Instructions to follow
Quote the line containing "of the orange" and all lines that follow it in the listing below, exactly as written.

* start *

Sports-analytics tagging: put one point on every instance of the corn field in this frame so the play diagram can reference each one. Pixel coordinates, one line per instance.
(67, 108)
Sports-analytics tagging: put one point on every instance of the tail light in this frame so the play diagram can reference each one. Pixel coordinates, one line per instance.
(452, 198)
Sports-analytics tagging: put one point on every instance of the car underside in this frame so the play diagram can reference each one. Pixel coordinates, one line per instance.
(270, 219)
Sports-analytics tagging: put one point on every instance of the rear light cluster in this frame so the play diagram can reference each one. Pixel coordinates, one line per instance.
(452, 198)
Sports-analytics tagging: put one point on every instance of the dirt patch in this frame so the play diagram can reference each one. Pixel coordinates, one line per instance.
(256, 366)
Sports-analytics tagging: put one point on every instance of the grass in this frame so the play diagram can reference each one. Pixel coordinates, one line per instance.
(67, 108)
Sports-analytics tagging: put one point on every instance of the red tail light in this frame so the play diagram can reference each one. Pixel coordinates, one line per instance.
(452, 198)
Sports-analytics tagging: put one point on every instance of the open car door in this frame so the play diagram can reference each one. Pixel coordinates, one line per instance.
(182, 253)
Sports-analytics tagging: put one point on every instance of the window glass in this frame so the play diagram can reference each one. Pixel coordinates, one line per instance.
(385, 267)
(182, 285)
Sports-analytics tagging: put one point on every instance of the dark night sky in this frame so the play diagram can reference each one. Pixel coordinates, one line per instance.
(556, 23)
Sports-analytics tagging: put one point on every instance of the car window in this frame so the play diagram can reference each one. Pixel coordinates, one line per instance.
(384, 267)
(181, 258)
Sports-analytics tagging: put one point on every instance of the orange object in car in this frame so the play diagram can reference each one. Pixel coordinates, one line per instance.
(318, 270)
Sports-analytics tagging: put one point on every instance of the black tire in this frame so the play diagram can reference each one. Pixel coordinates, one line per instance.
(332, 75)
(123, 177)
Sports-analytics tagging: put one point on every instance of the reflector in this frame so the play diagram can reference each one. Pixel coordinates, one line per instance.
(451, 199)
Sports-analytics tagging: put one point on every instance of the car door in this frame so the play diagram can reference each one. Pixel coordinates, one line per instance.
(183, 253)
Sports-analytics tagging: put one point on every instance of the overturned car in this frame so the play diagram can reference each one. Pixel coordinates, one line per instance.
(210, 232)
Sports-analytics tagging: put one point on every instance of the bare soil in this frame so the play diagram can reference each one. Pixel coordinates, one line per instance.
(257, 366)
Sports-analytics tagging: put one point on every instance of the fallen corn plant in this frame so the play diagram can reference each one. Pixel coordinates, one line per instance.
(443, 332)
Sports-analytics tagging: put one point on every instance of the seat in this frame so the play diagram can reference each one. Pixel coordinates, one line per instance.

* end *

Answer to this task
Sports-analytics tagging: put one point on every instance of the orange object in car in this frame so the play diagram can reference each one. Pixel coordinates, one line per instance.
(318, 270)
Sports-analytics tagging: put one point on every instance of the black tire in this frame so the play diagram can reference each one. Pixel coordinates, one line per instance.
(332, 75)
(123, 177)
Sports-analytics tagging: put one point on every instance of the reflector in this frame so the play diagram can reference each one. Pixel coordinates, one line per instance.
(451, 199)
Sports-analytics tagging: put one point on every instance of the car door in this frame so the play diagram can reference each one. Pixel coordinates, one line per instance.
(183, 253)
Sports-analytics tagging: put one point on every instance of the overturned car in this frame so the play diagram can reference each one. Pixel coordinates, one line per instance.
(210, 232)
Sports-analytics tagging: put one point on every instance of the bare soil in this frame so the play diagram can reference each one. Pixel coordinates, one line per instance.
(257, 366)
Sports-analytics tagging: put one point on every instance of the fallen corn plant in this frame so the play diagram can reference each one. Pixel coordinates, one line per instance.
(443, 332)
Sports-analytics tagging: put one point on every instance of the seat in this frame so the play diagram can reference each one. Pixel coordinates, one line per instance.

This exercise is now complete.